Each line of the material below should be reproduced exactly.

▶ **RECORDS FOR THE TASK**
— Start —

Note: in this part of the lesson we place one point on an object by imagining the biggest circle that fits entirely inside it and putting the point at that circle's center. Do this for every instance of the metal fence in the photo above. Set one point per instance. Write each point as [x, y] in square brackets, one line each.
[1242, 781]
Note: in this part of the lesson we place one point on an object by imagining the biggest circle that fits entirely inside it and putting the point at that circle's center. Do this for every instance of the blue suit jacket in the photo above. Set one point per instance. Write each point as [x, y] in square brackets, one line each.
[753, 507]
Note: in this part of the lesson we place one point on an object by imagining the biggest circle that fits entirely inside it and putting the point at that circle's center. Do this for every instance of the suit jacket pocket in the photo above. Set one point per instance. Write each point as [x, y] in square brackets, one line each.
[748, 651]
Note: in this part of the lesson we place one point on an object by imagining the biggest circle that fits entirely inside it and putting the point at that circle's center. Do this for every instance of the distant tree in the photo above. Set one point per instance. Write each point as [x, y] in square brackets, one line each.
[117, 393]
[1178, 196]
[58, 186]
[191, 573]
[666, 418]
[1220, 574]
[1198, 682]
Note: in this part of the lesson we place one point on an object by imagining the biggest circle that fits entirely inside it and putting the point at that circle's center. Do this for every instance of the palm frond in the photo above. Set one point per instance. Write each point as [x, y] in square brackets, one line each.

— End —

▶ **THE RESULT**
Note: in this part of the lesson we place one point on an object by imagining the biggest circle that fits entirely inside it and putting the point at that circle's center. Do this for every instance of the metal fence in the photo above. Set one point per instance. Write each point as [x, y] in square brackets, one line each.
[1242, 781]
Note: in this part of the lesson we place one point on an object by imagining the biggest circle that fits entirely inside it and putting the point at that circle's center. Do this for every instance of the blue suit jacket in the photo above. Set one point per instance. Write each point as [x, y] in square brackets, one line each.
[753, 507]
Note: in this part of the lesson we place one point on an object by imagining the biggest circle that fits entirely inside it and putting the point at that circle's center. Do this for every instance of the suit jacket pocket in the photo above. Set one point per instance. Write each point as [x, y] in square brackets, one line each.
[748, 651]
Note: in this part of the lesson we place one point on an object by imagining the biggest circle that fits entirely inside it and putting the point at that circle's center. Do this for every instance of the distant tree in the photo above. Set one point per instance. Write each point as [x, y] in square brackets, one line each.
[117, 393]
[1178, 196]
[58, 186]
[191, 573]
[666, 418]
[1220, 574]
[1198, 682]
Note: in this part of the lesson we place one point on an object by imagining the biggest circle that fits entirely inside it and putting the point at that circle's center. Do this for every instance of the palm frond in the photo above. Set one point per instance. Write each point as [x, y] in square brackets, one line each.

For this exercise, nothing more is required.